--- begin TEXT EXCERPT ---
September 17, 2017: The Rolling Stone magazine is up for sale

May 31, 2017: NYT offers buyout offers to its newsroom editors. Something tells me the folks at The Washington Post are thrilled with their multi-billionaire owner.


January 17, 2017: NYT -- not out of the woods, yet.

November 12, 2015: The sheer numbers of print's downfall are depressing:
  • there are half as many people reporting on the news than four decades ago, to just over 32,000
  • daily newspapers have gone from a high of nearly 1,800 in 1945 to about 400
  • circulation per capita has dropped below 15 percent
TV and radio are still important, but their listeners and viewers have also fallen greatly.
May 24, 2015: from The Washington Examiner:
The demise of big city print media, displayed in full by the painfully slow sale of the mammoth New York Daily News, is going nationwide as ad sales decline 50 percent and circulation plummets.
--- end TEXT EXCERPT ---
▶ _WHAT YOU WILL DO_:
Please copy the print media text word for word, starting at "November 12, 2015: The" and ending at "also fallen greatly.".
--- begin LISTED RECORDS ---
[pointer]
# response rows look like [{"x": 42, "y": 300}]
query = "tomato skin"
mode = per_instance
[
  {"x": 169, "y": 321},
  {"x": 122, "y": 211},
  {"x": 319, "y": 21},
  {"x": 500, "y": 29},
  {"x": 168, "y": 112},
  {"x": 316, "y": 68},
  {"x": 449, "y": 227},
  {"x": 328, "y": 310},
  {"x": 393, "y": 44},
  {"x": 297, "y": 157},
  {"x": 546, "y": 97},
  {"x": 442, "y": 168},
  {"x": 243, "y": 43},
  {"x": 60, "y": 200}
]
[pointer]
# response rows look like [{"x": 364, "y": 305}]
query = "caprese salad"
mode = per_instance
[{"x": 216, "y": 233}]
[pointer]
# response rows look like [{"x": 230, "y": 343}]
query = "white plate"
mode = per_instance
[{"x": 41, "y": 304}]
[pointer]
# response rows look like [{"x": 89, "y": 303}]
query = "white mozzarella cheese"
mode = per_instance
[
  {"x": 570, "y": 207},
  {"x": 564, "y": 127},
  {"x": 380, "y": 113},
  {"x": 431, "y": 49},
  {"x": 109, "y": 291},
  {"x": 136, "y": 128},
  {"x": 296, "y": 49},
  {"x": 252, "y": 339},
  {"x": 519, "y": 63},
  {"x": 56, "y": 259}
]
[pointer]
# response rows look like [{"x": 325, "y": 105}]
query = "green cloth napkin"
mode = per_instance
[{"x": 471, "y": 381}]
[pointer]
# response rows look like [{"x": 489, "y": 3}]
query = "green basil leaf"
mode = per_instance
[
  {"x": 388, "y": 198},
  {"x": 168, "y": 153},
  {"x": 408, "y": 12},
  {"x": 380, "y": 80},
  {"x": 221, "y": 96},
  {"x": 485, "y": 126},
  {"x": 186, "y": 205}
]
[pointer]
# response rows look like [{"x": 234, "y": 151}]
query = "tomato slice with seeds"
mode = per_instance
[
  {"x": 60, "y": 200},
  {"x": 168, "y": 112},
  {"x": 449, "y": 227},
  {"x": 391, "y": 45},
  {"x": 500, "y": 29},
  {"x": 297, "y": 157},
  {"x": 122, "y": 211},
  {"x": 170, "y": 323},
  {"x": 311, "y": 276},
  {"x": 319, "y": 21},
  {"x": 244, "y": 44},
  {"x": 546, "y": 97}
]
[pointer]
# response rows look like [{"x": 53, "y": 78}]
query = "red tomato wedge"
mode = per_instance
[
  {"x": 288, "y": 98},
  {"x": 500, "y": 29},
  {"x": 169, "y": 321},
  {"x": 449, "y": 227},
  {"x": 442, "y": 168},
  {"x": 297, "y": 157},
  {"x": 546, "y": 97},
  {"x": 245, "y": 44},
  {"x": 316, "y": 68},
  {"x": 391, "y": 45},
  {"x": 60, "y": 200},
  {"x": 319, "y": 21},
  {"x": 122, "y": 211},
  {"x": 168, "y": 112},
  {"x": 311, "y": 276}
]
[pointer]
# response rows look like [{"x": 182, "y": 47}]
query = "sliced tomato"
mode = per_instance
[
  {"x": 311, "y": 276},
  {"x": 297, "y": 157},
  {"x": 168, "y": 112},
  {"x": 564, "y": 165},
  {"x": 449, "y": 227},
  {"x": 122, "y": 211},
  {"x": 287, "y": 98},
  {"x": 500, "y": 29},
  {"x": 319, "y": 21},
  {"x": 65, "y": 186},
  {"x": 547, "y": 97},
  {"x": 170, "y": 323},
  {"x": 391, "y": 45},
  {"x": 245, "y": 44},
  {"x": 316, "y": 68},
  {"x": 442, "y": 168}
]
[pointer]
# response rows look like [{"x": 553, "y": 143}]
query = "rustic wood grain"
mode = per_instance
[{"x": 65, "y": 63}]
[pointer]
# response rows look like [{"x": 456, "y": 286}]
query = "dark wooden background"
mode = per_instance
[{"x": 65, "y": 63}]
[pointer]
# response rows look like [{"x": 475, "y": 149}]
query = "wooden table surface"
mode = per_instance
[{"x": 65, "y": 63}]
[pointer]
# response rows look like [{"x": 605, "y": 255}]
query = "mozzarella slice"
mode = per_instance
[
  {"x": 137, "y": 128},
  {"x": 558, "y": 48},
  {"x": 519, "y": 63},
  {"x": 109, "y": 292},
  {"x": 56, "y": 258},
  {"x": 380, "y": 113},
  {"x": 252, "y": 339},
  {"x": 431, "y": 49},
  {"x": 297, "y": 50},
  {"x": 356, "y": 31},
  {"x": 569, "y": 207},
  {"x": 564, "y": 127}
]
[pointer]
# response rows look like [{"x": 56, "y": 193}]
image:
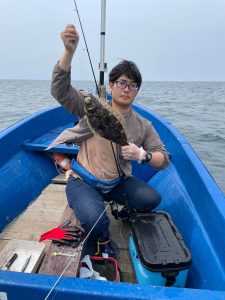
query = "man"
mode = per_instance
[{"x": 106, "y": 161}]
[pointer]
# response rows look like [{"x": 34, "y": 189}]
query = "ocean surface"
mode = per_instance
[{"x": 196, "y": 109}]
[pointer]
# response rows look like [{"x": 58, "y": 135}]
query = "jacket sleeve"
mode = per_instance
[
  {"x": 64, "y": 93},
  {"x": 153, "y": 143}
]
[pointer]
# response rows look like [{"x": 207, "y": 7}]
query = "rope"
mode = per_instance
[
  {"x": 75, "y": 253},
  {"x": 89, "y": 57}
]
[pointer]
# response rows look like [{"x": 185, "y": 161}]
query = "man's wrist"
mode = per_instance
[{"x": 148, "y": 157}]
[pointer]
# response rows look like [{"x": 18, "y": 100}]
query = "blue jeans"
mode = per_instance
[{"x": 87, "y": 202}]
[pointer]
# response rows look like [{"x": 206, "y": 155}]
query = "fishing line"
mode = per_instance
[
  {"x": 79, "y": 248},
  {"x": 89, "y": 57}
]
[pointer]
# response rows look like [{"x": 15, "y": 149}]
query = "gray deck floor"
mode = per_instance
[{"x": 46, "y": 212}]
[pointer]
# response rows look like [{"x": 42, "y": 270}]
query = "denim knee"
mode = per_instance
[{"x": 88, "y": 205}]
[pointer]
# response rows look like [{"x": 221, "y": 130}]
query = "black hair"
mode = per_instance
[{"x": 128, "y": 68}]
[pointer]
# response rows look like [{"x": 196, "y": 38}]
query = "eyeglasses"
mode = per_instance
[{"x": 121, "y": 84}]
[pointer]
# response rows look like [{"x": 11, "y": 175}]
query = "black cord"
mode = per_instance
[
  {"x": 117, "y": 164},
  {"x": 87, "y": 48}
]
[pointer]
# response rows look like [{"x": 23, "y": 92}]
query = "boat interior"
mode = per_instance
[{"x": 37, "y": 203}]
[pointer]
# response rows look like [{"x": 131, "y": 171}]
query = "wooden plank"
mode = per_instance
[{"x": 55, "y": 265}]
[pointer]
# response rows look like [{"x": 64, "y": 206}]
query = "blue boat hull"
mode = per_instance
[{"x": 189, "y": 195}]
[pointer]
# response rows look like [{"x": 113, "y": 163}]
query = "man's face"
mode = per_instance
[{"x": 124, "y": 91}]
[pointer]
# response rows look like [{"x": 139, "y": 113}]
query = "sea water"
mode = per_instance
[{"x": 196, "y": 109}]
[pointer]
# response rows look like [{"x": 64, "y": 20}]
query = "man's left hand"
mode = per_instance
[{"x": 133, "y": 152}]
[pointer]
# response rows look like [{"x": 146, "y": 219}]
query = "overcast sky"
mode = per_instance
[{"x": 168, "y": 39}]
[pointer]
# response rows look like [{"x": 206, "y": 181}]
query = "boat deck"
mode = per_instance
[{"x": 50, "y": 210}]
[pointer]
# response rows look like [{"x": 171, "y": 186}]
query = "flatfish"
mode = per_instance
[{"x": 104, "y": 121}]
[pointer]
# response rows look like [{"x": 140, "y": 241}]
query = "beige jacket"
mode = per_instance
[{"x": 140, "y": 131}]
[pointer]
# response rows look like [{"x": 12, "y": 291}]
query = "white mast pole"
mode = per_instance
[{"x": 102, "y": 65}]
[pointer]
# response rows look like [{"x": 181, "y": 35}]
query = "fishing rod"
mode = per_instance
[{"x": 102, "y": 48}]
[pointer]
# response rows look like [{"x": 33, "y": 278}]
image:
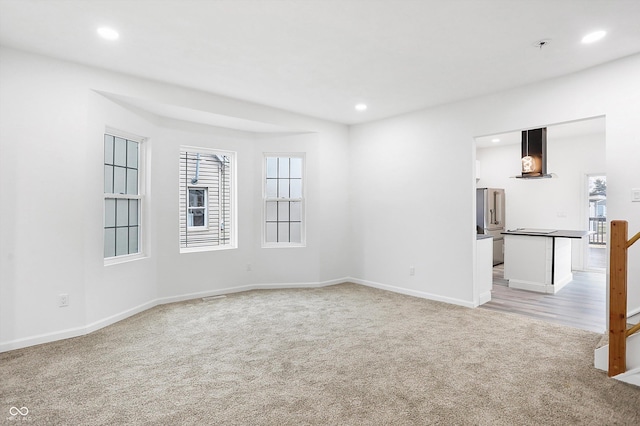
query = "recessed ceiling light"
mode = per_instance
[
  {"x": 108, "y": 33},
  {"x": 593, "y": 37}
]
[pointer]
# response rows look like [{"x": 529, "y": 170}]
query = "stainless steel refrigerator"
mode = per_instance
[{"x": 490, "y": 205}]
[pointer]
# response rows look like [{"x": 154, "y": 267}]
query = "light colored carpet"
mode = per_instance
[{"x": 344, "y": 354}]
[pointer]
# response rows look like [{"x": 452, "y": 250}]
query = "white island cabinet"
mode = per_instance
[{"x": 539, "y": 259}]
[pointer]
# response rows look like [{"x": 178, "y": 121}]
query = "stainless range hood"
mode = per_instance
[{"x": 534, "y": 154}]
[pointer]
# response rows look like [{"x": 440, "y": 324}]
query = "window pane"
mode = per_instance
[
  {"x": 296, "y": 188},
  {"x": 272, "y": 167},
  {"x": 132, "y": 181},
  {"x": 122, "y": 212},
  {"x": 272, "y": 188},
  {"x": 133, "y": 239},
  {"x": 283, "y": 167},
  {"x": 108, "y": 149},
  {"x": 296, "y": 234},
  {"x": 122, "y": 241},
  {"x": 109, "y": 242},
  {"x": 295, "y": 210},
  {"x": 120, "y": 175},
  {"x": 296, "y": 168},
  {"x": 132, "y": 154},
  {"x": 283, "y": 188},
  {"x": 120, "y": 157},
  {"x": 133, "y": 212},
  {"x": 196, "y": 217},
  {"x": 108, "y": 179},
  {"x": 196, "y": 198},
  {"x": 271, "y": 233},
  {"x": 109, "y": 212},
  {"x": 272, "y": 212},
  {"x": 283, "y": 211},
  {"x": 283, "y": 232}
]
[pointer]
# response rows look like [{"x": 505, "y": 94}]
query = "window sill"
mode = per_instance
[
  {"x": 283, "y": 245},
  {"x": 202, "y": 249},
  {"x": 116, "y": 260}
]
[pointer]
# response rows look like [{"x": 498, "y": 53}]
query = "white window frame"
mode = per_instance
[
  {"x": 140, "y": 196},
  {"x": 301, "y": 199},
  {"x": 233, "y": 211},
  {"x": 190, "y": 208}
]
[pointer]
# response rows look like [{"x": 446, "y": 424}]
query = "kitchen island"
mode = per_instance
[{"x": 539, "y": 259}]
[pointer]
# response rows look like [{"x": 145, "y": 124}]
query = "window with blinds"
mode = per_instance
[
  {"x": 206, "y": 199},
  {"x": 284, "y": 200}
]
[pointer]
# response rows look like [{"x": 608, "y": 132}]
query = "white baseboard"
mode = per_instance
[
  {"x": 415, "y": 293},
  {"x": 97, "y": 325},
  {"x": 484, "y": 298}
]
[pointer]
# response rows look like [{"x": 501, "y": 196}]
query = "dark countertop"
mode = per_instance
[{"x": 553, "y": 233}]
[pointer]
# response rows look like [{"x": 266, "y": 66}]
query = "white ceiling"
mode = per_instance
[
  {"x": 555, "y": 133},
  {"x": 321, "y": 57}
]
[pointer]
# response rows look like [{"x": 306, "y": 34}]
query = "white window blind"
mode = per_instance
[{"x": 206, "y": 199}]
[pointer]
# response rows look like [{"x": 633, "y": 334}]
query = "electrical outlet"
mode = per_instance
[{"x": 63, "y": 300}]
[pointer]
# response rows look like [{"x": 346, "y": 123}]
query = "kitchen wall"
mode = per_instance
[
  {"x": 413, "y": 182},
  {"x": 557, "y": 203}
]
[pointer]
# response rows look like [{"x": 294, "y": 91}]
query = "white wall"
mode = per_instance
[
  {"x": 51, "y": 154},
  {"x": 413, "y": 181}
]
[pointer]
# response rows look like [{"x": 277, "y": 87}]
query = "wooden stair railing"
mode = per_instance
[{"x": 618, "y": 332}]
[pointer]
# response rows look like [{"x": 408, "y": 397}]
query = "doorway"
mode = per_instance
[
  {"x": 597, "y": 216},
  {"x": 575, "y": 193}
]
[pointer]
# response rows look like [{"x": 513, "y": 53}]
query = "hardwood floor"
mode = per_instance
[{"x": 580, "y": 304}]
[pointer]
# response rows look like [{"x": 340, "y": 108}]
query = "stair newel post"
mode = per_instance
[{"x": 618, "y": 298}]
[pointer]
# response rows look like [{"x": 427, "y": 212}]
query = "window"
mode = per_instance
[
  {"x": 197, "y": 210},
  {"x": 284, "y": 200},
  {"x": 206, "y": 201},
  {"x": 122, "y": 198}
]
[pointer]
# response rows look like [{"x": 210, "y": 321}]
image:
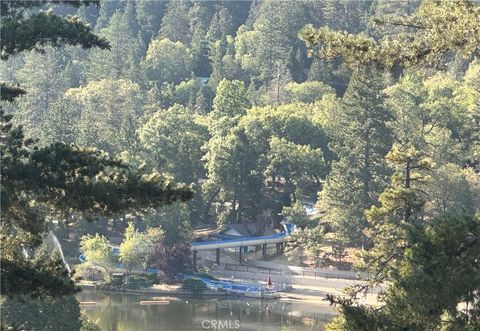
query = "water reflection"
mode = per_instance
[{"x": 120, "y": 312}]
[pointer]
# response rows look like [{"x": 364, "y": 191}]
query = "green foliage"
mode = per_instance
[
  {"x": 437, "y": 28},
  {"x": 167, "y": 62},
  {"x": 173, "y": 141},
  {"x": 307, "y": 92},
  {"x": 435, "y": 287},
  {"x": 297, "y": 215},
  {"x": 23, "y": 31},
  {"x": 98, "y": 254},
  {"x": 115, "y": 107}
]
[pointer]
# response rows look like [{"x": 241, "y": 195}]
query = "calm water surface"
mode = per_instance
[{"x": 123, "y": 312}]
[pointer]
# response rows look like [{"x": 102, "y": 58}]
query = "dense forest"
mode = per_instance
[{"x": 257, "y": 107}]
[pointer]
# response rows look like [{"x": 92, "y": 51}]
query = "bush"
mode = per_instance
[{"x": 194, "y": 286}]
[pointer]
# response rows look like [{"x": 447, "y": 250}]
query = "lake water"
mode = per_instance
[{"x": 123, "y": 312}]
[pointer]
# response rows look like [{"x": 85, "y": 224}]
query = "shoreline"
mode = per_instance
[{"x": 292, "y": 295}]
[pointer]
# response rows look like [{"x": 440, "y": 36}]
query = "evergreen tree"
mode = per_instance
[{"x": 361, "y": 141}]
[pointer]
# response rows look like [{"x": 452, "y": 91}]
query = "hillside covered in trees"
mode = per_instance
[{"x": 259, "y": 106}]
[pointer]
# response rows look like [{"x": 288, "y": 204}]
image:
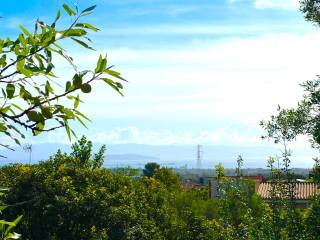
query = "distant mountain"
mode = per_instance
[
  {"x": 136, "y": 155},
  {"x": 130, "y": 157}
]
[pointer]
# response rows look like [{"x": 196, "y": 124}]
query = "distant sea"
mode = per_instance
[{"x": 136, "y": 155}]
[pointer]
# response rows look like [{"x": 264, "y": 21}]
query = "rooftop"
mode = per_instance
[{"x": 302, "y": 190}]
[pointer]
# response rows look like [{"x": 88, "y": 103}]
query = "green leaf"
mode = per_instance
[
  {"x": 67, "y": 129},
  {"x": 73, "y": 33},
  {"x": 88, "y": 26},
  {"x": 76, "y": 102},
  {"x": 77, "y": 81},
  {"x": 82, "y": 43},
  {"x": 101, "y": 64},
  {"x": 34, "y": 116},
  {"x": 89, "y": 9},
  {"x": 40, "y": 127},
  {"x": 58, "y": 16},
  {"x": 10, "y": 89},
  {"x": 82, "y": 115},
  {"x": 115, "y": 85},
  {"x": 68, "y": 10},
  {"x": 46, "y": 112},
  {"x": 86, "y": 88}
]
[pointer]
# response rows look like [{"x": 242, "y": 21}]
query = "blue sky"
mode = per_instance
[{"x": 199, "y": 71}]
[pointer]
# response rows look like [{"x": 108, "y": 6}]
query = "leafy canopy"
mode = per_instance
[{"x": 33, "y": 97}]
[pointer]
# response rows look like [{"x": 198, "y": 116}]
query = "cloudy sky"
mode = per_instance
[{"x": 204, "y": 71}]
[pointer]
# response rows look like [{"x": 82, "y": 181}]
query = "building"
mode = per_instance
[{"x": 302, "y": 192}]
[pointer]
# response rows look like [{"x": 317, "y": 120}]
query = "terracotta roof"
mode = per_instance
[{"x": 302, "y": 190}]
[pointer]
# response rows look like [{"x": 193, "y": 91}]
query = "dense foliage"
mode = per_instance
[
  {"x": 33, "y": 96},
  {"x": 71, "y": 197}
]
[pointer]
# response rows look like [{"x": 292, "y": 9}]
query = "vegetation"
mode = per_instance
[
  {"x": 33, "y": 97},
  {"x": 70, "y": 197}
]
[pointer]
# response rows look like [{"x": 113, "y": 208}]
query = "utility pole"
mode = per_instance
[
  {"x": 199, "y": 155},
  {"x": 28, "y": 148}
]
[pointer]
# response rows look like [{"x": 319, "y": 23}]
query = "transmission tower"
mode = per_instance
[{"x": 199, "y": 156}]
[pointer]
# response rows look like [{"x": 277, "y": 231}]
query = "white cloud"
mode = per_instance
[
  {"x": 275, "y": 4},
  {"x": 282, "y": 4},
  {"x": 229, "y": 135}
]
--- end LISTED RECORDS ---
▶ _RESULT OF THE TASK_:
November 12, 2015: The sheer numbers of print's downfall are depressing:
  • there are half as many people reporting on the news than four decades ago, to just over 32,000
  • daily newspapers have gone from a high of nearly 1,800 in 1945 to about 400
  • circulation per capita has dropped below 15 percent
TV and radio are still important, but their listeners and viewers have also fallen greatly.